Source passage:
::::

Tuesday, August 22, 2006

What the h... is Bahamianisation? Really?

So ... this subject continues to leave me perplexed rather than anything else. OK ... maybe sometimes a little bit upset. OK ... it makes me mad!!!

I just don't know what it's all about, unless it's simply and only for political consumption. It's certainly not reality. And it won't help anyone get or keep jobs.

Sometimes I wonder if the people who "shoot out the lip" about having been victims of discrimination against Bahamians by employers ... particularly foreign employers ... can see beyond the end of their noses.

If they would only stop focusing short, they'd know about all the Bahamians who have been sent abroad by those same employers. I'm one. And I can name any number of others without even trying hard. I don't have enough fingers and toes to count those I know personally who have benefited from postings abroad by their accounting firms, banks, trust companies, etc. And those are only the ones I know about. And to kill that other bugaboo ... they're every colour in the spectrum.

One guy has held two positions in Nassau that were the result of "work permit" ads - one quite senior. In one case the Englishman's personal effects - labelled for Nassau - were stopped on the docks in Manila. Years later he was still upset! Just to show that foreign employers are more than willing to save money by hiring a Bahamian rather than swing for the rent and vehicle allowances, etc. they have to pay the "import". And before you say it ... this company has a fixed pay scale worldwide for each executive grade. So no savings on that score by hiring a "cheaper" Bahamian.

Not saying there aren't exceptions to this stuff ... but good policy - let alone life decisions - should never be based on the exceptions.

::::

Data block:
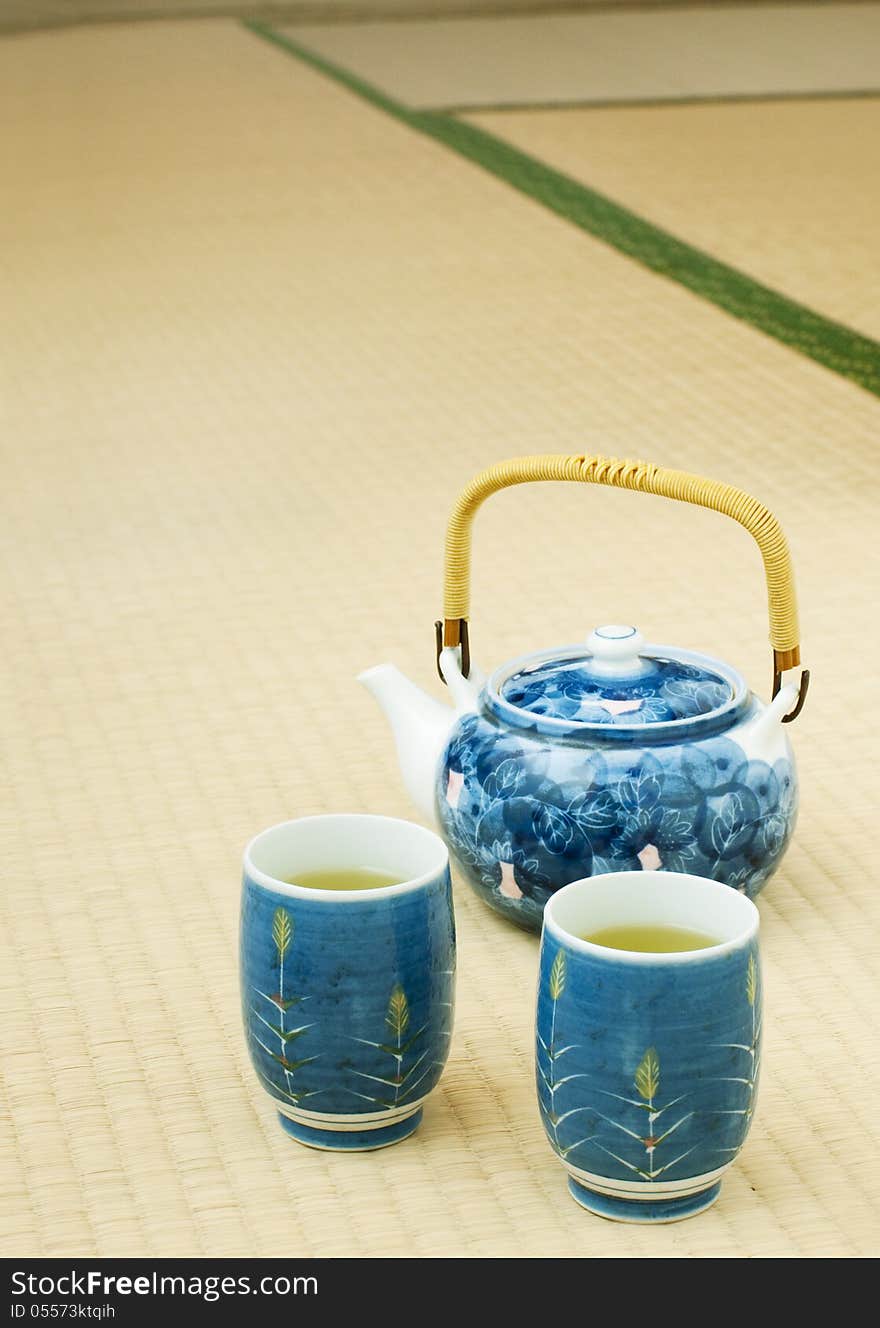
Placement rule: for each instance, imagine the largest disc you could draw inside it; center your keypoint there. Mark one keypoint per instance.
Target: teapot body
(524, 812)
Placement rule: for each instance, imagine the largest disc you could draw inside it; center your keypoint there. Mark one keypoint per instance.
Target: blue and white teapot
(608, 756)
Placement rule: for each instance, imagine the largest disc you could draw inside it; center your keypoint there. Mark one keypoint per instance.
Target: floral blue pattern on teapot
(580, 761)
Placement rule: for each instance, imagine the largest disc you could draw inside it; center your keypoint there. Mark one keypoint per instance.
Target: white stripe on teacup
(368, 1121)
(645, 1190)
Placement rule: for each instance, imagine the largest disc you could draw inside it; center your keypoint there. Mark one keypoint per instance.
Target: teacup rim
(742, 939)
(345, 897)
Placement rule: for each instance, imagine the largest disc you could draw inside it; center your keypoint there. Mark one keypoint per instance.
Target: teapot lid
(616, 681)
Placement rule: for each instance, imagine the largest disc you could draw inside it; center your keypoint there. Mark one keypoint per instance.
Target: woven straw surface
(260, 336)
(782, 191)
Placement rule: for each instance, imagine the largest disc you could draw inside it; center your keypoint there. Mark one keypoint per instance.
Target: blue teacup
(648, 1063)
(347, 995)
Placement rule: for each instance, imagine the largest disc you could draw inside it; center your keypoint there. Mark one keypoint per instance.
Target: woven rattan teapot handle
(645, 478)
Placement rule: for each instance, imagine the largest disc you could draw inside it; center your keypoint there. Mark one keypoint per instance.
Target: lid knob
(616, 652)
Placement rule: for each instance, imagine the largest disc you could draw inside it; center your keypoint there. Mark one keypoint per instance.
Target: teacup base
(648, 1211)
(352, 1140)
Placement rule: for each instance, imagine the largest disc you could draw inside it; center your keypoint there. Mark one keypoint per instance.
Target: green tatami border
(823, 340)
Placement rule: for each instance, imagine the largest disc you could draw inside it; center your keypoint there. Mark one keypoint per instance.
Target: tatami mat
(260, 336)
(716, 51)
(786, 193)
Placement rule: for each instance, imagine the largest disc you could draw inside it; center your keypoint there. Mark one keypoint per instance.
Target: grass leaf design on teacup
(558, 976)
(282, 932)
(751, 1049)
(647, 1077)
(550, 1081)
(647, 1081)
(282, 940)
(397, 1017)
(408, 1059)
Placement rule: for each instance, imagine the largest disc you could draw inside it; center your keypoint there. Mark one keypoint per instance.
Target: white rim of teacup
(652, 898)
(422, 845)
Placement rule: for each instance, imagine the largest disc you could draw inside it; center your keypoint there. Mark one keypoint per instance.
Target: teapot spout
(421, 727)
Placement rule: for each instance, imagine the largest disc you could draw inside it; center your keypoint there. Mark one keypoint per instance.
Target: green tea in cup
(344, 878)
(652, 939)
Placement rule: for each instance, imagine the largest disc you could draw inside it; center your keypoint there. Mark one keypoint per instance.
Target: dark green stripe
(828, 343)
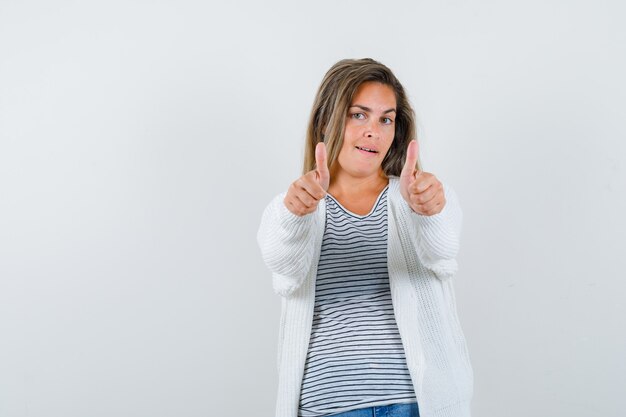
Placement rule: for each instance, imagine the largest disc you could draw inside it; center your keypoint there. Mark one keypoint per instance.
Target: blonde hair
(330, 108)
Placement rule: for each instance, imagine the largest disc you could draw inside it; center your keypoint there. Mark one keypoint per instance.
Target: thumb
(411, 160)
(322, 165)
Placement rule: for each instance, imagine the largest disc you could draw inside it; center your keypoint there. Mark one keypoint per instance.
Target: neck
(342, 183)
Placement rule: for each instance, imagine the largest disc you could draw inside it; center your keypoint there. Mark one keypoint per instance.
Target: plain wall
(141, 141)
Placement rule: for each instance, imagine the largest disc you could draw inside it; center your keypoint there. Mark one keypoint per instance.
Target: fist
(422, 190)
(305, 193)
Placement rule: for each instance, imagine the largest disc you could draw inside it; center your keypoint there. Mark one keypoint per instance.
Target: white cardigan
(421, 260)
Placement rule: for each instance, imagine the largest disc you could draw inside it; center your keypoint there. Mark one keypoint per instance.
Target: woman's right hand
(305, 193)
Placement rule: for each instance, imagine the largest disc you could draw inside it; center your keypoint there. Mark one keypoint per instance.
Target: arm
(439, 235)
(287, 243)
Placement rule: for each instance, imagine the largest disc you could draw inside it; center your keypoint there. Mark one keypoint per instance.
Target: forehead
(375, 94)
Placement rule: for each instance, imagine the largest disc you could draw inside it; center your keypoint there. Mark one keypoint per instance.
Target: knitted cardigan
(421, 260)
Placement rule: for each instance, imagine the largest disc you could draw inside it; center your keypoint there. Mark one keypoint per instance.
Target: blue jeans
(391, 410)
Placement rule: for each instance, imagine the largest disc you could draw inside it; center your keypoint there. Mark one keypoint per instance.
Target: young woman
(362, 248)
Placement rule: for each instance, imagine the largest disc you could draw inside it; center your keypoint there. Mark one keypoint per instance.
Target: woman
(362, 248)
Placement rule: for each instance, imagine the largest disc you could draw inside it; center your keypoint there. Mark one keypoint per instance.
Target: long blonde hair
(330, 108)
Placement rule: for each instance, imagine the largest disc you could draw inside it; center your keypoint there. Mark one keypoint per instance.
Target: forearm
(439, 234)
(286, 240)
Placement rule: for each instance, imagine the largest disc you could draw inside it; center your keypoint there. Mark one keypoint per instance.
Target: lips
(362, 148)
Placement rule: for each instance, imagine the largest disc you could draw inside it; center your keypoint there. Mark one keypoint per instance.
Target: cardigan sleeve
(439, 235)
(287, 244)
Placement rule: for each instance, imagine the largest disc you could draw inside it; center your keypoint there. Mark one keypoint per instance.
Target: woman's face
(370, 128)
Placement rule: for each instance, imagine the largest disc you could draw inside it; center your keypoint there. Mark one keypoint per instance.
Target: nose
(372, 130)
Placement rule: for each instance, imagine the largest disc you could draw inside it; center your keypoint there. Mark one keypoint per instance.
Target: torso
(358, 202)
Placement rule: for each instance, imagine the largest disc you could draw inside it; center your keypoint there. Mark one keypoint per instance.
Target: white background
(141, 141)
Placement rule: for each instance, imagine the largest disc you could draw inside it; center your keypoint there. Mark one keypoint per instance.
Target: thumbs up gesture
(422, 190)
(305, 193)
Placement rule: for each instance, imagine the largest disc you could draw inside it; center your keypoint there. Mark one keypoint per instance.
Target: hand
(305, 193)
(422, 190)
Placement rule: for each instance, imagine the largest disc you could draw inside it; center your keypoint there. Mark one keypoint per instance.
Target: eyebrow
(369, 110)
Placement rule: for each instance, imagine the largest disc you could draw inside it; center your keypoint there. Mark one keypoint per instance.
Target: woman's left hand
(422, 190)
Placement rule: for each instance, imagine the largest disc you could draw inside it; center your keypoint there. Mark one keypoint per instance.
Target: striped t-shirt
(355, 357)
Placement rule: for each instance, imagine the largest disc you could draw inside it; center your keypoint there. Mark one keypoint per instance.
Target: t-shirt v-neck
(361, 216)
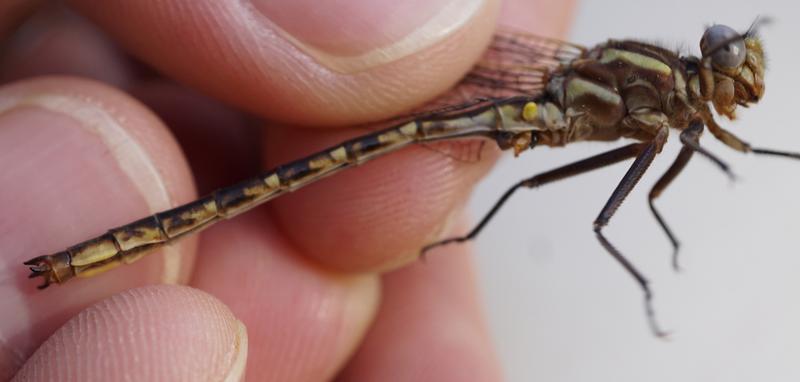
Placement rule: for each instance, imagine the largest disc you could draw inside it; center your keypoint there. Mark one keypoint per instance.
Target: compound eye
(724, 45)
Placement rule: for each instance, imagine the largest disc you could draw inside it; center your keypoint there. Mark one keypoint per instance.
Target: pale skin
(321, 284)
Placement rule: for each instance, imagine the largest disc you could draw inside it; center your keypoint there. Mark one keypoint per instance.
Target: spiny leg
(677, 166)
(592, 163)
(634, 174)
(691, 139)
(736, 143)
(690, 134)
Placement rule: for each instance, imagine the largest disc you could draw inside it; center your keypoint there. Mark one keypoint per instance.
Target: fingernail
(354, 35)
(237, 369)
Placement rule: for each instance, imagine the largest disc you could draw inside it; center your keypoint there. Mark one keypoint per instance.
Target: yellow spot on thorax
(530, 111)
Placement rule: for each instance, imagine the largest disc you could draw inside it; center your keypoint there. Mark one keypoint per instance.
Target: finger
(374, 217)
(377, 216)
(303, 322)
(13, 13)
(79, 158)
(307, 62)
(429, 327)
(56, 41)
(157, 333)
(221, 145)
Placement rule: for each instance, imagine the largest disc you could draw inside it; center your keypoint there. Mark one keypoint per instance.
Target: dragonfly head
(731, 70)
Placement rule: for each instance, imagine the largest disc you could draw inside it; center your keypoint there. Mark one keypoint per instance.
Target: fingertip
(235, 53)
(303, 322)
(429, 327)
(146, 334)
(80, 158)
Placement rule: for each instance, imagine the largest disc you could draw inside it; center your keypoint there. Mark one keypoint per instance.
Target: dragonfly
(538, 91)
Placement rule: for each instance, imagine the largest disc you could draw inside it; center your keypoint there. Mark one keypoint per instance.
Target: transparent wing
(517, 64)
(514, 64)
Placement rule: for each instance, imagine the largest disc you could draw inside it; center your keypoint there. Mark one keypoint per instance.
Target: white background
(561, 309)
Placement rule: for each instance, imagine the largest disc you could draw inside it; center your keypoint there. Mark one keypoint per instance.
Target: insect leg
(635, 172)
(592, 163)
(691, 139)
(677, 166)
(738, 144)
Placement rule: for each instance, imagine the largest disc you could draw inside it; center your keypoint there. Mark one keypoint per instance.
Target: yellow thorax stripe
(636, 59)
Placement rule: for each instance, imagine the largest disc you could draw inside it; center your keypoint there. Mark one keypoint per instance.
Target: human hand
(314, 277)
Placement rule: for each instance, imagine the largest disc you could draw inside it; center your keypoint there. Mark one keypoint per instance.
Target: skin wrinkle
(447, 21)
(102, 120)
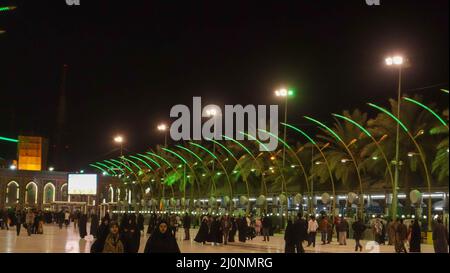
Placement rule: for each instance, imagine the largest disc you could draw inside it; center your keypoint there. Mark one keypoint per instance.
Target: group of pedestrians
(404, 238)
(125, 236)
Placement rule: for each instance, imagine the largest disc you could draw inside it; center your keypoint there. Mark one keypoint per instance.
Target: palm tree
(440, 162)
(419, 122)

::::

What the exercise asks:
Print the post on Bahamianisation in full, reproducing every word and line without alteration. The records bear no relation to the post on Bahamianisation.

Expected answer:
Tuesday, August 22, 2006

What the h... is Bahamianisation? Really?

So ... this subject continues to leave me perplexed rather than anything else. OK ... maybe sometimes a little bit upset. OK ... it makes me mad!!!

I just don't know what it's all about, unless it's simply and only for political consumption. It's certainly not reality. And it won't help anyone get or keep jobs.

Sometimes I wonder if the people who "shoot out the lip" about having been victims of discrimination against Bahamians by employers ... particularly foreign employers ... can see beyond the end of their noses.

If they would only stop focusing short, they'd know about all the Bahamians who have been sent abroad by those same employers. I'm one. And I can name any number of others without even trying hard. I don't have enough fingers and toes to count those I know personally who have benefited from postings abroad by their accounting firms, banks, trust companies, etc. And those are only the ones I know about. And to kill that other bugaboo ... they're every colour in the spectrum.

One guy has held two positions in Nassau that were the result of "work permit" ads - one quite senior. In one case the Englishman's personal effects - labelled for Nassau - were stopped on the docks in Manila. Years later he was still upset! Just to show that foreign employers are more than willing to save money by hiring a Bahamian rather than swing for the rent and vehicle allowances, etc. they have to pay the "import". And before you say it ... this company has a fixed pay scale worldwide for each executive grade. So no savings on that score by hiring a "cheaper" Bahamian.

Not saying there aren't exceptions to this stuff ... but good policy - let alone life decisions - should never be based on the exceptions.